Action item. Copy each line containing the word "Where" from the records that follow, please.

Listed entries.
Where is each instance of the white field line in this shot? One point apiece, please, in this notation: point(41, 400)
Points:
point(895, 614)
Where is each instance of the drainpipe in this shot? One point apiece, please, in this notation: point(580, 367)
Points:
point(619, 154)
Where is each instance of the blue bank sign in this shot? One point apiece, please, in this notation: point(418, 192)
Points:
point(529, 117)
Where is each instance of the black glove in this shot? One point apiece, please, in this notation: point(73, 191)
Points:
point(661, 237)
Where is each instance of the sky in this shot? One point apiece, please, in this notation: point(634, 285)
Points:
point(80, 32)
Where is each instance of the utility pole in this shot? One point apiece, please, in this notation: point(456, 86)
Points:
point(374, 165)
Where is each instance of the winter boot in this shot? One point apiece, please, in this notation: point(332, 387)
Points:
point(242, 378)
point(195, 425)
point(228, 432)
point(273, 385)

---

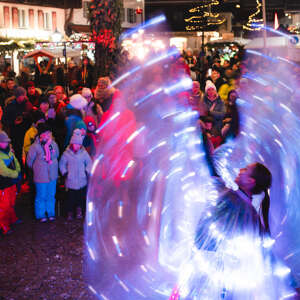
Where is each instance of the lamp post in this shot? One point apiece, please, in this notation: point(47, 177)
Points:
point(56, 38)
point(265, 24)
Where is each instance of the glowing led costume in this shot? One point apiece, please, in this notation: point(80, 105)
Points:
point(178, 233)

Expected output.
Where is each instance of the white field line in this shot? One point apiece, please, in this notation: point(41, 400)
Where is each instance of the drainpipe in this shot? One point apiece, please, in this notation: point(580, 367)
Where is each instance of the blue bank sign in this shot? One point apiece, please, in this notation: point(418, 192)
Where is each instance of the black glove in this shot? One point apiece, please, in this notation: point(73, 191)
Where is each instance of the sky in this shot? One point apiece, please, in this notation: point(634, 285)
Where is each instance of the utility pole in this shot? One point apiece, please, in this notation: point(456, 86)
Where is each instance of the winter boot in this shot? One point apiece, please, in this notation: point(332, 387)
Where is each instance of the lamp post in this shot? One point apiece, please, in this notation: point(47, 177)
Where is each instance of the glowing led costume in this shot? One point apiece, please, in this notation: point(80, 105)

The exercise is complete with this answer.